Directive — Duplicate the part of the listing that opens with the line containing "Could you please outline every instance of the draped" and closes with the line containing "Please outline every instance of the draped cloth on statue.", keeping every line exactly as it appears.

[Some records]

^^^^

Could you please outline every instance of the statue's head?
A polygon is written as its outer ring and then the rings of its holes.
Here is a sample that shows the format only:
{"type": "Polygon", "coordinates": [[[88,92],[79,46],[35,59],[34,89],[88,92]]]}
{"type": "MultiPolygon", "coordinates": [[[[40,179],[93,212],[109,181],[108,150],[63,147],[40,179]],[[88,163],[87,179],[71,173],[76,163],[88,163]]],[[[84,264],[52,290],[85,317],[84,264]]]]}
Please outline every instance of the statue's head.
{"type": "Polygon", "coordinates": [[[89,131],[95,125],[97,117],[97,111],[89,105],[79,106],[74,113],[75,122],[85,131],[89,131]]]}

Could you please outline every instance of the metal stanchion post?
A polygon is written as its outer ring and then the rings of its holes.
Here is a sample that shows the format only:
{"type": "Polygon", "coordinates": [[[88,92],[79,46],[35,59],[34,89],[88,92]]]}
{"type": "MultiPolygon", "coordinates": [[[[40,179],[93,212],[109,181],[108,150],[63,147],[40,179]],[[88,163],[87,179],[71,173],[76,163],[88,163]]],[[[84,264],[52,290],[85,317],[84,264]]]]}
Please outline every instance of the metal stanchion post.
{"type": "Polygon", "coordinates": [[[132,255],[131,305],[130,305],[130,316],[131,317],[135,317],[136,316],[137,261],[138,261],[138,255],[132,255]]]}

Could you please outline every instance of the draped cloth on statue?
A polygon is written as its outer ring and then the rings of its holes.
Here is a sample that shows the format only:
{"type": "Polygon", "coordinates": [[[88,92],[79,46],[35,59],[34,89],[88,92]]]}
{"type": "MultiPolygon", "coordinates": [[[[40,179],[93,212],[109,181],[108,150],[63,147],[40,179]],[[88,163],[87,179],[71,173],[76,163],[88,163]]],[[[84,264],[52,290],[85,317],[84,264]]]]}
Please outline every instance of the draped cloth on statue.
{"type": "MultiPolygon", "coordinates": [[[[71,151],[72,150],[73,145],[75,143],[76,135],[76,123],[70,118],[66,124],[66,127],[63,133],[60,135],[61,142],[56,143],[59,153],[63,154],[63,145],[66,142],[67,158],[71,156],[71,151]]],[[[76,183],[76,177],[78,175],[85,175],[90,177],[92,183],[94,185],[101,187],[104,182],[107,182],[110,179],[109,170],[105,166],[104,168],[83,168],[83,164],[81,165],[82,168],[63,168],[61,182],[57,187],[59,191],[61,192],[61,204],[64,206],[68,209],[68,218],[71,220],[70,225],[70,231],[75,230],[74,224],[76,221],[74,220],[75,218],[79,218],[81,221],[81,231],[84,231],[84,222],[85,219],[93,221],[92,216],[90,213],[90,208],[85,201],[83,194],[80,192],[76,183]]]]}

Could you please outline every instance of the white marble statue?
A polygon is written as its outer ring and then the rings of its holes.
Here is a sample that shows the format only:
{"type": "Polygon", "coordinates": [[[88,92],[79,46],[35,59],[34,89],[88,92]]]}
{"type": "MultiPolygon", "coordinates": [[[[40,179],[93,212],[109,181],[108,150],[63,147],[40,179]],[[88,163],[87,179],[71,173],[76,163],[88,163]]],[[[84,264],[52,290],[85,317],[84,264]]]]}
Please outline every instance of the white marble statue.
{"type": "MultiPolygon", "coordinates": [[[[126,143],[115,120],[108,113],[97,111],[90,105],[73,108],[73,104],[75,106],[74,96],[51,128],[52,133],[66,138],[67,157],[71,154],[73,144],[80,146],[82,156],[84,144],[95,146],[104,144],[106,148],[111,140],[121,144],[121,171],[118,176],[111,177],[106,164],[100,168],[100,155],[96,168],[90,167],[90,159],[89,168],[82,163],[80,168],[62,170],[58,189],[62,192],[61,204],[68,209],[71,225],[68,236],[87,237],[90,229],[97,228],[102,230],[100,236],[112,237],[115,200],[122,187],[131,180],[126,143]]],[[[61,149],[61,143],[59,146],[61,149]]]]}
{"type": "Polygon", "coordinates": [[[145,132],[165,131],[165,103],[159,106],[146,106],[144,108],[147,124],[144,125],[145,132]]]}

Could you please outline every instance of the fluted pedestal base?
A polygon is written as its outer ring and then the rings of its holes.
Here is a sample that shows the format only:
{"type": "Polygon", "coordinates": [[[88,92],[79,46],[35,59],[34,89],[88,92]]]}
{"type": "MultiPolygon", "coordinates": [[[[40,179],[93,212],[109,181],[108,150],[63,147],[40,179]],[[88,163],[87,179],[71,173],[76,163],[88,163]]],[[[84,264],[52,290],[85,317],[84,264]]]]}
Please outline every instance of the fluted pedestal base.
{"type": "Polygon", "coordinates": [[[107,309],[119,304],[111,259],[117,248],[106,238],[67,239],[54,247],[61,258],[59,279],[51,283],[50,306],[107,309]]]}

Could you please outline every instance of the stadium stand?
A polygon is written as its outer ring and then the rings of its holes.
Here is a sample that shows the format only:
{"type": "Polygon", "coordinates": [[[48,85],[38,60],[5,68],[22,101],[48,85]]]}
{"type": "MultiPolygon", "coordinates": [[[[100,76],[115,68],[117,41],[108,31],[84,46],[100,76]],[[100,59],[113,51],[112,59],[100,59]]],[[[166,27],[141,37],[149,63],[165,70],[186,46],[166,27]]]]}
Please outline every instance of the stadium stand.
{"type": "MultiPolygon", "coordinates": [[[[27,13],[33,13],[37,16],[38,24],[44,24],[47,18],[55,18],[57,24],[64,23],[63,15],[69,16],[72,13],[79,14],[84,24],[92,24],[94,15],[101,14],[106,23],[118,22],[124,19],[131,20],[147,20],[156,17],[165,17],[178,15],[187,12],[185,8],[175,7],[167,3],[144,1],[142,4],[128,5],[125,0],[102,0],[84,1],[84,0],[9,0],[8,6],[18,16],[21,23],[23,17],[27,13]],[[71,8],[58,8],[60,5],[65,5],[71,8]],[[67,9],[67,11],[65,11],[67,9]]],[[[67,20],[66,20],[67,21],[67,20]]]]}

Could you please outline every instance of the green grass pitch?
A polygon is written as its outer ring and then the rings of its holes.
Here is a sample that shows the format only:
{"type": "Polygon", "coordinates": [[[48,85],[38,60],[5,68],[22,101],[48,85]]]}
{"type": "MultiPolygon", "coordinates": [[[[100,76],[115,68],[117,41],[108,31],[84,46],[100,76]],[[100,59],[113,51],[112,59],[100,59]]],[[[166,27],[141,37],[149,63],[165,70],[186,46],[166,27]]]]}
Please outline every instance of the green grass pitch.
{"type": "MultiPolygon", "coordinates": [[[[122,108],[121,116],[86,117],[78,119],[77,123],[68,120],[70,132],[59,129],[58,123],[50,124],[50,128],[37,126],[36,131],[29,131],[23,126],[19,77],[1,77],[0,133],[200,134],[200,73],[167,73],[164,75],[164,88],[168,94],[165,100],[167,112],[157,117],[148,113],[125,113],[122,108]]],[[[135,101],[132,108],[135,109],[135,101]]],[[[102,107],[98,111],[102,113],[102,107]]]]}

^^^^

Result —
Could you please outline every instance of the draped cloth on statue?
A polygon is written as its outer ring and then the rings of its holes.
Here is a sample that shows the format only:
{"type": "Polygon", "coordinates": [[[88,92],[79,46],[35,59],[34,89],[88,92]]]}
{"type": "MultiPolygon", "coordinates": [[[[40,179],[93,212],[109,181],[108,150],[63,147],[40,179]],[[88,163],[87,179],[71,173],[76,163],[88,163]]],[[[84,264],[52,290],[85,317],[84,264]]]]}
Please outline every instance of the draped cloth on statue.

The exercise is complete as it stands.